→ **Task details**
Find the lines of the data below that include "segment". Report their number only.

========

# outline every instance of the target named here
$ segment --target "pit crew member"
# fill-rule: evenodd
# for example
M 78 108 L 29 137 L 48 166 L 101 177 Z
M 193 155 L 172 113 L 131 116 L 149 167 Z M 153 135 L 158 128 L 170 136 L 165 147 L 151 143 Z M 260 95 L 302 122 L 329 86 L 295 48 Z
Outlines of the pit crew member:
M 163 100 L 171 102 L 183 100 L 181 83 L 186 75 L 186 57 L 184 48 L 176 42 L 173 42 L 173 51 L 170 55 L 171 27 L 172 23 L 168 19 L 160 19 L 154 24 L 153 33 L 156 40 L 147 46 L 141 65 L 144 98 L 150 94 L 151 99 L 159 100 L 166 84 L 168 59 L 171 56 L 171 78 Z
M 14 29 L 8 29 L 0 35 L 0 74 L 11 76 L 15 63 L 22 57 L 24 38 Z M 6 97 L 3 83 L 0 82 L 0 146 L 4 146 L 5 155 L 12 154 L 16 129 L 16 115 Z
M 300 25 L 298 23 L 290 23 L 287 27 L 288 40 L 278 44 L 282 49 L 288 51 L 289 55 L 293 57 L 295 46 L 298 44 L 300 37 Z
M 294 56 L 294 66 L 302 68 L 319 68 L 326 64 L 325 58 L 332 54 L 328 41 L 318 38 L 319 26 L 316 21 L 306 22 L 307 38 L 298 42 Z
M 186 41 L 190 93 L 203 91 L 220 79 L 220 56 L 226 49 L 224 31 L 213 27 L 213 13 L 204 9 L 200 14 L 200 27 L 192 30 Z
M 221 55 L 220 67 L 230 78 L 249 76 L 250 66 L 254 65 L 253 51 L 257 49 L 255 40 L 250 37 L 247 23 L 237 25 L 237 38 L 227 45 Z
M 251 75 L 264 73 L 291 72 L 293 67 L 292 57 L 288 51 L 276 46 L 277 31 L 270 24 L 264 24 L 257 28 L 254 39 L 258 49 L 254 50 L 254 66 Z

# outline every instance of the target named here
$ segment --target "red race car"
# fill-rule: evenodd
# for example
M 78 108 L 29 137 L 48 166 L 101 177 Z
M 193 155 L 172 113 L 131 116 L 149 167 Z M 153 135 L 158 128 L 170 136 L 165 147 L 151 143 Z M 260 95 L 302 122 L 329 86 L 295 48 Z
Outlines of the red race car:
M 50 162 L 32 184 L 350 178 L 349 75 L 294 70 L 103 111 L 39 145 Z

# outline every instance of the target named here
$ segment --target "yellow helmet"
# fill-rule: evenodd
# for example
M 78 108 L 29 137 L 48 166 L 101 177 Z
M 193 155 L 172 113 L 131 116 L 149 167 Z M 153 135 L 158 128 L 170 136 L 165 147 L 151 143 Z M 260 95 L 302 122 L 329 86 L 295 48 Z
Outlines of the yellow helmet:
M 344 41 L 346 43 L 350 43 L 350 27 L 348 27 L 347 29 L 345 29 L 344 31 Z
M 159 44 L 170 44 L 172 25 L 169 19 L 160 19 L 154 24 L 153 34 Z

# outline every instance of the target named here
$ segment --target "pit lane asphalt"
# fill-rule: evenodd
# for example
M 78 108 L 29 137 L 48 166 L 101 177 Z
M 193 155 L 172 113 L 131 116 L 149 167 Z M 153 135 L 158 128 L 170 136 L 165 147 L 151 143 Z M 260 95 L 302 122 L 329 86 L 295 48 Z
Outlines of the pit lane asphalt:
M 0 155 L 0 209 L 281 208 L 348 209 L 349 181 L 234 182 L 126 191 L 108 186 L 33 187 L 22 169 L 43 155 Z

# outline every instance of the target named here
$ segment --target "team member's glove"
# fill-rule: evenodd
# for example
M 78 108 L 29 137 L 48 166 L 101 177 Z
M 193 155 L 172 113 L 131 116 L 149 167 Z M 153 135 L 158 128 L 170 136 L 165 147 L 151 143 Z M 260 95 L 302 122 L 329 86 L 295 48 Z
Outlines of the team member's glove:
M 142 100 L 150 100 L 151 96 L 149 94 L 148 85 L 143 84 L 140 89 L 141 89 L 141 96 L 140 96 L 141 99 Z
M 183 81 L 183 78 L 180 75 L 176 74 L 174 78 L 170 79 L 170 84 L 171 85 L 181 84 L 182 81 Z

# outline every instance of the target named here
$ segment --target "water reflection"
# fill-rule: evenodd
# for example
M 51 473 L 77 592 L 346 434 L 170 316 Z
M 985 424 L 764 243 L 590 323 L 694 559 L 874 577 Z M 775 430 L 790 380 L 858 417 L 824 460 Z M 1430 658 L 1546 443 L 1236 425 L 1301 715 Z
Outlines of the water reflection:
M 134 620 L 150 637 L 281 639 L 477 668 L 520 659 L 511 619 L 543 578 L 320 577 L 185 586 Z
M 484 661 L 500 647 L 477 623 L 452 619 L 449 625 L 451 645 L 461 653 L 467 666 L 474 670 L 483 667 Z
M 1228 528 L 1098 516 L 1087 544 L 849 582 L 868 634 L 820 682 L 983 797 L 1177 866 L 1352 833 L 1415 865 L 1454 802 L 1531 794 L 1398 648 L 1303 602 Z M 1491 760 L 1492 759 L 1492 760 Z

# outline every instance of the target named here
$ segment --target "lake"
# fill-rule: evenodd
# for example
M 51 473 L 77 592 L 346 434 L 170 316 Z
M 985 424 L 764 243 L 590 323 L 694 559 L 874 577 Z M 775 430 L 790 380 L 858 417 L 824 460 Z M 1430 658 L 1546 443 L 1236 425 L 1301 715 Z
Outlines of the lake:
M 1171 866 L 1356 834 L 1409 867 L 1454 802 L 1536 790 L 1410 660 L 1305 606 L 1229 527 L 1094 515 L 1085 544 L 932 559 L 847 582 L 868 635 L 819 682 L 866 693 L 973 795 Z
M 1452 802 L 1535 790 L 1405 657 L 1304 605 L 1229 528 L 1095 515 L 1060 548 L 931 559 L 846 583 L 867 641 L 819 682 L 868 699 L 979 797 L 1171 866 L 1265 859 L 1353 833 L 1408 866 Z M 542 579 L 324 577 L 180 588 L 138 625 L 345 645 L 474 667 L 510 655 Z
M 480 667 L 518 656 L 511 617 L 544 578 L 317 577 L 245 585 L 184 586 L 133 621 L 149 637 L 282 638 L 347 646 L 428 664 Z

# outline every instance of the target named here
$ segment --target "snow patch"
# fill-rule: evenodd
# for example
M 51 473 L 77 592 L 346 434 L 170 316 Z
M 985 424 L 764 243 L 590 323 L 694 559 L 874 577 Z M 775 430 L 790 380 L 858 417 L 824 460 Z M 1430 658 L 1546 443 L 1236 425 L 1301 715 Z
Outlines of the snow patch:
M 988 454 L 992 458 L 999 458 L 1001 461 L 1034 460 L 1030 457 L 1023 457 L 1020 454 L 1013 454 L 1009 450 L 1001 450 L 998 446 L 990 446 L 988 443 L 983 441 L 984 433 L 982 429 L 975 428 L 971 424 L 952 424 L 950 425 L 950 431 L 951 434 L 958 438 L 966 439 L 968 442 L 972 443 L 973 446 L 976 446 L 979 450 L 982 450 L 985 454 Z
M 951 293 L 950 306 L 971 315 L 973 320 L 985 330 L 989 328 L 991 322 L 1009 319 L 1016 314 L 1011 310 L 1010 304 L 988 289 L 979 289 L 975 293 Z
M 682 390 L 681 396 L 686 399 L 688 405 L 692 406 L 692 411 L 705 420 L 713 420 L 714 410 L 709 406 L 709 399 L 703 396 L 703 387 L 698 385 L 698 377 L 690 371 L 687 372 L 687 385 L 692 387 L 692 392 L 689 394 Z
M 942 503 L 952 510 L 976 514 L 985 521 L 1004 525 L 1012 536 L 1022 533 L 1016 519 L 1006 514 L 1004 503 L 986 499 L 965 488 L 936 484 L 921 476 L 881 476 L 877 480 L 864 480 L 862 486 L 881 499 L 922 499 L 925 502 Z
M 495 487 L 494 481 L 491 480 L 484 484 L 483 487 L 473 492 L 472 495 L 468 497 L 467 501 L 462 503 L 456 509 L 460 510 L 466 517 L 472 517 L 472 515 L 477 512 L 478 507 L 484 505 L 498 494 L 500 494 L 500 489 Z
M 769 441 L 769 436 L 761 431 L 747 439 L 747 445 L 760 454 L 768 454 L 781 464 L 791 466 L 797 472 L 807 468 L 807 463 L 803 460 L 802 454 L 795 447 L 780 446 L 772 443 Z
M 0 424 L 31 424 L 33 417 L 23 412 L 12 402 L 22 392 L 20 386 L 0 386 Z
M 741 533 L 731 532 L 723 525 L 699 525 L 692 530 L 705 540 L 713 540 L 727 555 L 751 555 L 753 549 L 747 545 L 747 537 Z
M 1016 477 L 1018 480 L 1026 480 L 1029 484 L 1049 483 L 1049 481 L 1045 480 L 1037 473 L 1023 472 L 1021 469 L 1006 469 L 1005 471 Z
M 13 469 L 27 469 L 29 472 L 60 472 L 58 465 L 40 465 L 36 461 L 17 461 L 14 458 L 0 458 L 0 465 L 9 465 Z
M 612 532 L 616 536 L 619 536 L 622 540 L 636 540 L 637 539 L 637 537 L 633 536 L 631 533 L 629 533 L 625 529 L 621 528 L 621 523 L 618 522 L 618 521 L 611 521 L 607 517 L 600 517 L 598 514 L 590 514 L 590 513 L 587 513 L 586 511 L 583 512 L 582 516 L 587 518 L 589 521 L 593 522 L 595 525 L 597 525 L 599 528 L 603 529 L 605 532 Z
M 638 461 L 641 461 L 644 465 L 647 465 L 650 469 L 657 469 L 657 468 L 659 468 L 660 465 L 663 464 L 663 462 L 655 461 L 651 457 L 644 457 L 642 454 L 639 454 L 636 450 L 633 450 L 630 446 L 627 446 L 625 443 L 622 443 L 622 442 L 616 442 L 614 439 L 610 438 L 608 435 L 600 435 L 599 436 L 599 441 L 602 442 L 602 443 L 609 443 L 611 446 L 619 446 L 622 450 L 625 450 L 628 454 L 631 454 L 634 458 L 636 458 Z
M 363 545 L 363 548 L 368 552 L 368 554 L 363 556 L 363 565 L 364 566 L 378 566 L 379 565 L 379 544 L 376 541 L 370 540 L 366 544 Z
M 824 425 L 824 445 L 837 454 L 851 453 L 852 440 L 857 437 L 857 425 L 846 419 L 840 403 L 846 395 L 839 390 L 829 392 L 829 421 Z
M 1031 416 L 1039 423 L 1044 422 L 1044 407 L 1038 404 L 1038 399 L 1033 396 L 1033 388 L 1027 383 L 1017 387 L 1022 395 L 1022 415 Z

========

→ **Result**
8